§ EXERCISE BRIEF: Write out the data below exactly as given, without any of its pictures.

-.-.-

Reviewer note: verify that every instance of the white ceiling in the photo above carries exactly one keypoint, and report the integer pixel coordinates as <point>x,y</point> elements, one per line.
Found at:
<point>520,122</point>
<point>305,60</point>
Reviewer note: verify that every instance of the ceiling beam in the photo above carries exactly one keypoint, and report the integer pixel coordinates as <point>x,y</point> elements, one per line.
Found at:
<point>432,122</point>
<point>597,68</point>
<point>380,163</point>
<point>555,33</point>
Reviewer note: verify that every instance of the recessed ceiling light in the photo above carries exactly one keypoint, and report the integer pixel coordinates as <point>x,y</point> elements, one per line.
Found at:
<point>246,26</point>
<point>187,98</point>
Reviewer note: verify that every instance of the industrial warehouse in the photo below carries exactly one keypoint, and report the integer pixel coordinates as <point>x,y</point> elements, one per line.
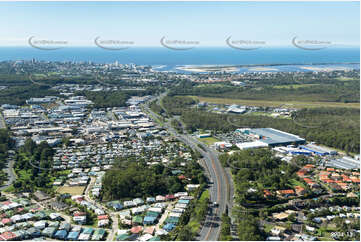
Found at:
<point>268,137</point>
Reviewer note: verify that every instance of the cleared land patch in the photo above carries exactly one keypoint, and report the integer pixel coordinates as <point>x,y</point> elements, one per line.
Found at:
<point>75,190</point>
<point>263,103</point>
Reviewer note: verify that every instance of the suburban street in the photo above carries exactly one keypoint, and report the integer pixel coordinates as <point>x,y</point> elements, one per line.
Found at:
<point>10,172</point>
<point>219,187</point>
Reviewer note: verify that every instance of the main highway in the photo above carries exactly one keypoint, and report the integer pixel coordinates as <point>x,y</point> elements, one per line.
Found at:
<point>220,182</point>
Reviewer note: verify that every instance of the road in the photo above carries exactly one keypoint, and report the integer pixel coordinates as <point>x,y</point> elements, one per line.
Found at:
<point>10,172</point>
<point>2,121</point>
<point>219,188</point>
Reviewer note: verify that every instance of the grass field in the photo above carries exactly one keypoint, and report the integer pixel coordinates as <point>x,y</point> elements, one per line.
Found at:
<point>265,103</point>
<point>343,78</point>
<point>208,140</point>
<point>295,86</point>
<point>294,182</point>
<point>76,190</point>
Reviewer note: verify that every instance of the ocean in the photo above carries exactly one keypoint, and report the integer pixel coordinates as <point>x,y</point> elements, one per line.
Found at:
<point>168,59</point>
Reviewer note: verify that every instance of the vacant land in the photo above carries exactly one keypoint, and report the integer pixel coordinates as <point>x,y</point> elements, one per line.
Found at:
<point>295,86</point>
<point>343,78</point>
<point>208,140</point>
<point>76,190</point>
<point>263,103</point>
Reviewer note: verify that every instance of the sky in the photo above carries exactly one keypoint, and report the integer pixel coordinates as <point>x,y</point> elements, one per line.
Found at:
<point>209,23</point>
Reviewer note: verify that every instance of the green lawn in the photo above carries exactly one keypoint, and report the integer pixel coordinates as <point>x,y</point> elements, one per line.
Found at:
<point>295,86</point>
<point>208,140</point>
<point>295,182</point>
<point>267,103</point>
<point>343,78</point>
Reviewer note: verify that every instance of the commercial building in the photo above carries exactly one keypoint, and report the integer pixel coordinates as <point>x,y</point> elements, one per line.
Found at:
<point>272,137</point>
<point>318,150</point>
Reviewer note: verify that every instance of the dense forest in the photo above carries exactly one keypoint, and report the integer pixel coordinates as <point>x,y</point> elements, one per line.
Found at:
<point>334,127</point>
<point>176,105</point>
<point>6,143</point>
<point>257,169</point>
<point>130,179</point>
<point>315,91</point>
<point>19,94</point>
<point>32,165</point>
<point>106,99</point>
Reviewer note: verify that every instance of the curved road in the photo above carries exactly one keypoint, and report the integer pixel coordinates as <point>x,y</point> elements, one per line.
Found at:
<point>219,189</point>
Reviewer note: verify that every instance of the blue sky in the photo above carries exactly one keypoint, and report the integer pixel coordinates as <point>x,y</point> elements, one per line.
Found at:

-.-.-

§ FINISHED EXERCISE:
Reviewer note: verify that every instance of the white ceiling in the photo above carries exactly one keypoint, and report the integer pixel coordinates as <point>x,y</point> elements, one per line.
Found at:
<point>520,122</point>
<point>305,60</point>
Reviewer note: verify that every instance of the ceiling beam in the photo above carries exactly one keypoint, and report the integer pixel coordinates as <point>x,y</point> elements, one per line.
Found at:
<point>432,122</point>
<point>597,68</point>
<point>380,163</point>
<point>555,33</point>
Reviewer note: verify that every instance of the recessed ceiling light in the photo above carries exactly one keypoint, and report the integer pixel coordinates as <point>x,y</point> elements, one per line.
Found at:
<point>246,26</point>
<point>187,98</point>
Reviewer note: verify that every instance of the industrial warehouse in the photo below carries exactly one keypoint, and report the integer pixel coordinates as <point>x,y</point> elements, one per line.
Found at:
<point>268,137</point>
Reviewer note: verify that every instance of the cleared land patch in the photo above carries exactly one keypoint, and report the integer pixel coordinates as <point>x,y</point> elements, one per line.
Found at:
<point>75,190</point>
<point>263,103</point>
Reviewer note: verify that every instance of the suburban street in the photo above carries exactly one keypoint, and report the integer pixel coordinates as <point>x,y</point> elements, one per line.
Found at:
<point>10,172</point>
<point>219,187</point>
Reviewer note: verify that every instance of the main highway in the photo above carries exactly one keypoint, and report the integer pixel coordinates as <point>x,y</point> elements, one per line.
Found at:
<point>220,182</point>
Reviewer note: verify that every instance of the road in the photo above carries exactly one keypoint, and report the integer pixel coordinates as <point>x,y</point> elements, one per line.
Found at:
<point>10,172</point>
<point>2,121</point>
<point>219,188</point>
Reviewer note: verify that every instance of the grass field in the photo above carries exactly one keypoint, and report the integer pixel coordinates as <point>x,y</point> elements, one per line.
Found at:
<point>265,103</point>
<point>343,78</point>
<point>208,140</point>
<point>295,86</point>
<point>294,182</point>
<point>76,190</point>
Reviewer note: verify that every instance of the ocean in the photo above carries exactly one keypoint, and report the integer pixel coordinates as <point>x,y</point> elements, one per line.
Found at:
<point>168,59</point>
Reviewer note: verify that every instance of the vacant land in the photo above carries exactly one keypoint, and report the integer pixel coordinates as <point>x,y</point> elements, one per line.
Found at:
<point>295,86</point>
<point>343,78</point>
<point>208,140</point>
<point>76,190</point>
<point>263,103</point>
Reviewer note: verify that every instance of the sky in the photo above carries exactly one keypoint, and report the integer pixel coordinates as <point>x,y</point> elements, one per line.
Found at:
<point>209,23</point>
Reviewer note: verify that every instance of the green lawn in the photo above carries exactly one keypoint, and report the integer pixel coordinates as <point>x,y</point> elements, one per line.
Found at:
<point>295,86</point>
<point>208,140</point>
<point>295,182</point>
<point>267,103</point>
<point>343,78</point>
Reviewer note: verify that every instance of the commercial building in the photo above carries exactly one keypoint, and report the integer pixel coordinates as <point>x,y</point> elements, one per line.
Found at:
<point>272,137</point>
<point>318,150</point>
Reviewer note: verify that every instance of the dense forest in the photo above carries exactly one keypoint, and report the integer pixel coordinates as <point>x,y</point> elements, one per line.
Found at:
<point>334,127</point>
<point>176,105</point>
<point>6,143</point>
<point>257,169</point>
<point>130,179</point>
<point>315,91</point>
<point>19,94</point>
<point>32,165</point>
<point>106,99</point>
Reviewer note: verify that every instance of the curved road in the photo above carries exactly one keypoint, and report the integer pixel coordinates as <point>x,y</point> elements, one per line.
Found at:
<point>219,189</point>
Reviewer note: verify that every instance of the blue sky in the photo above carries exactly one keypoint, and report the integer pixel coordinates as <point>x,y</point> elements, one per line.
Found at:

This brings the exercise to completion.